▶ **Region pointing data**:
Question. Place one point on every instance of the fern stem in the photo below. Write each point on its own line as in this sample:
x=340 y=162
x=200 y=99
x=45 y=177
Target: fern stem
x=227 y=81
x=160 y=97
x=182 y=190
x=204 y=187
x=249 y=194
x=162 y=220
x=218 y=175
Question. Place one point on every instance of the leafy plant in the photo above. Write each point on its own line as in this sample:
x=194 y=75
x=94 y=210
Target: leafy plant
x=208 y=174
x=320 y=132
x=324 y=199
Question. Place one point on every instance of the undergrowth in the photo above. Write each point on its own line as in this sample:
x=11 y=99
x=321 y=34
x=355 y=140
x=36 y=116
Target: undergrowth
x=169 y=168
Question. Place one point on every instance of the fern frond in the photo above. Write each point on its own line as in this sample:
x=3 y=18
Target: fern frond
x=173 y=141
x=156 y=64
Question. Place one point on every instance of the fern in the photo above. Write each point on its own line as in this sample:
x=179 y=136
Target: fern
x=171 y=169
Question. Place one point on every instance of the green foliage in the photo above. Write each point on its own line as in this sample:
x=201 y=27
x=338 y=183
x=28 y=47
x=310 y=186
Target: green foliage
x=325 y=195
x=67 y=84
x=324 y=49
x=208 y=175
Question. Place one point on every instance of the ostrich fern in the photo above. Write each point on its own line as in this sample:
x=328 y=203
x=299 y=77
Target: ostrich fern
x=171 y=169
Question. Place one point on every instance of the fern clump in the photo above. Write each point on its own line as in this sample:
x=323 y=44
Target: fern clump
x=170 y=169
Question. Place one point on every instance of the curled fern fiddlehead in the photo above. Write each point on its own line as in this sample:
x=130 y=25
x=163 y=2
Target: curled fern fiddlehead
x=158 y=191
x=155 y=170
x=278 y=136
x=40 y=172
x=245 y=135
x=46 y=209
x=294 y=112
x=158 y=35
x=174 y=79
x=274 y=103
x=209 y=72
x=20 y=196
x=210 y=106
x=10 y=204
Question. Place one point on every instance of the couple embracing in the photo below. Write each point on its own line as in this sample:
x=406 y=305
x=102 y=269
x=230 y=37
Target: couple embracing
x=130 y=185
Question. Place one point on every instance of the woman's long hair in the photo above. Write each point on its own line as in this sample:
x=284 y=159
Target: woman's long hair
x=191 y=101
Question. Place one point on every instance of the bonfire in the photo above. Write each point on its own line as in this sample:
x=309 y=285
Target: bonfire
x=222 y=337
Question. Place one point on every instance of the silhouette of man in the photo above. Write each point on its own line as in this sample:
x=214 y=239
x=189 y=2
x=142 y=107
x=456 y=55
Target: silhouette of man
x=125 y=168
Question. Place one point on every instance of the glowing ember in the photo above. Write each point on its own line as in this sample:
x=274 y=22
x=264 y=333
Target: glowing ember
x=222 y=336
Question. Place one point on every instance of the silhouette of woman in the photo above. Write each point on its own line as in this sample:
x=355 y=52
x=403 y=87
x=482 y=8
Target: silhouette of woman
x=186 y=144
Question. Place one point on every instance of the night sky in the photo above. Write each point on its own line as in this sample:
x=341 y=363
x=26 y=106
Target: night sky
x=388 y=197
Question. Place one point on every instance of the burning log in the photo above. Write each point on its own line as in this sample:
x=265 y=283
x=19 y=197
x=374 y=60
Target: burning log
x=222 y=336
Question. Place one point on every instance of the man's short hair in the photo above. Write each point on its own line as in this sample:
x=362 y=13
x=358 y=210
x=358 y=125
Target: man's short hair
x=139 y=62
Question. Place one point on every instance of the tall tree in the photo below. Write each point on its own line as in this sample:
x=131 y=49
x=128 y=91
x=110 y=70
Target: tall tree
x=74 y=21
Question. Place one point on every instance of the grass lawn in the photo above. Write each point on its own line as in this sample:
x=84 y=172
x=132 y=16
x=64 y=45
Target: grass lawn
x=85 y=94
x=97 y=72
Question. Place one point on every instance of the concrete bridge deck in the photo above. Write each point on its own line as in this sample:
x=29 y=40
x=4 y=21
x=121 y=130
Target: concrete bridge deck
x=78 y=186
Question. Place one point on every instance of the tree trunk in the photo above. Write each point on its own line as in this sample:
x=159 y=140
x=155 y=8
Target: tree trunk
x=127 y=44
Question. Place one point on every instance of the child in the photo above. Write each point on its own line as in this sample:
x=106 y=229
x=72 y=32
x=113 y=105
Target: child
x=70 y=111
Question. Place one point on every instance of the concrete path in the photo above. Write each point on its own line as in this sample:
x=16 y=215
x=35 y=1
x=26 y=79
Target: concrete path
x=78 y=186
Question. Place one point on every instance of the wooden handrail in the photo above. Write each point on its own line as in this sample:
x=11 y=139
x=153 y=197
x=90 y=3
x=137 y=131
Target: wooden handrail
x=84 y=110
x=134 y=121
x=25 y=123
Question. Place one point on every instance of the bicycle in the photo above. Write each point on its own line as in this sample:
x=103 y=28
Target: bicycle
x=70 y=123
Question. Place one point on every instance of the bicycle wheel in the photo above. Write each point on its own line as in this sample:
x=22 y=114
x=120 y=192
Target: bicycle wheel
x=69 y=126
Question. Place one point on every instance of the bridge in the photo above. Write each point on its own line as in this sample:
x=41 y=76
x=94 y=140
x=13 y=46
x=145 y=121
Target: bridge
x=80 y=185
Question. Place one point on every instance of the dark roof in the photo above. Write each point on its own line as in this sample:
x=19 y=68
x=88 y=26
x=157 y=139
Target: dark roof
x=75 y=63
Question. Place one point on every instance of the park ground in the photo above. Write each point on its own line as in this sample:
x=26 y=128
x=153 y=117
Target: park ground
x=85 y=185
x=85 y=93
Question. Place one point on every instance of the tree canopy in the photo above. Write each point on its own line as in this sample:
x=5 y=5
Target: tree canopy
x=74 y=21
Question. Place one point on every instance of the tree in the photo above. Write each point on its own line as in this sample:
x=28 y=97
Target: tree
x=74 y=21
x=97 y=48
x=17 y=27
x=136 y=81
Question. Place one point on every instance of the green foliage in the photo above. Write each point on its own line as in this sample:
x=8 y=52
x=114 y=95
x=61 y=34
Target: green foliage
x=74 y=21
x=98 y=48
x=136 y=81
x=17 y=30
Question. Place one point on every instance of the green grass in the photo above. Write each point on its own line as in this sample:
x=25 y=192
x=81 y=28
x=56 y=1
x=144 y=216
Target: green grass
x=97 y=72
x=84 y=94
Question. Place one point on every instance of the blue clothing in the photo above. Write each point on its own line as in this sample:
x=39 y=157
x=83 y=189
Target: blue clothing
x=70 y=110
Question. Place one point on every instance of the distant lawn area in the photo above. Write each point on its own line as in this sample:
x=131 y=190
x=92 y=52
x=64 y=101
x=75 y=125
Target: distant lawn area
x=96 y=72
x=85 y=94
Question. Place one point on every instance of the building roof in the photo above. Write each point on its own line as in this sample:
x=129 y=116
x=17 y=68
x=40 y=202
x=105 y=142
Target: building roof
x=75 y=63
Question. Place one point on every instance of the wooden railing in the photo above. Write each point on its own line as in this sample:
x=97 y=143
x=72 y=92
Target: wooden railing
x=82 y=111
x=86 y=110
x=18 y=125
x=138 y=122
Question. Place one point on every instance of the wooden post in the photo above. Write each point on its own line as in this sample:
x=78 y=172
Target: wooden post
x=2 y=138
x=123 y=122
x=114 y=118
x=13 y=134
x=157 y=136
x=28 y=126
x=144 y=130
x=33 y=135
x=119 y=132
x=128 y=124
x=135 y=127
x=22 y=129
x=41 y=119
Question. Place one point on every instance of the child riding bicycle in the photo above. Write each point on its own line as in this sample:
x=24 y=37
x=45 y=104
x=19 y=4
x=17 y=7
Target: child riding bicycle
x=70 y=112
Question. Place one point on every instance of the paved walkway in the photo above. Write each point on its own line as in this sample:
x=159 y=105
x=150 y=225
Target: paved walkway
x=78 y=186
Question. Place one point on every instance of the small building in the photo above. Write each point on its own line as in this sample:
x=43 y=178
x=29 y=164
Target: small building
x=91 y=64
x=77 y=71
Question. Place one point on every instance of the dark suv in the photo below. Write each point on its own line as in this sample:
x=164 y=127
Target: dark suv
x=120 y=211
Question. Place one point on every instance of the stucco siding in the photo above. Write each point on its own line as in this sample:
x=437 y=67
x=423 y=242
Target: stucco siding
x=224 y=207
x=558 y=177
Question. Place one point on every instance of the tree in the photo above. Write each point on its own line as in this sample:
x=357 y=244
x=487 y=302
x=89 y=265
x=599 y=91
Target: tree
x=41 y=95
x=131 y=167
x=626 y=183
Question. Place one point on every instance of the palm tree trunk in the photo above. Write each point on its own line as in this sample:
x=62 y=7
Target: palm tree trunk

▶ **WHAT YOU ARE ASKED TO DO**:
Lines that contain "palm" are to be copied from the records above.

▶ **EXERCISE RESULT**:
Question. Place one point on every instance of the palm tree trunk in the photo above. Write each point on its own line as in this sample:
Target: palm tree trunk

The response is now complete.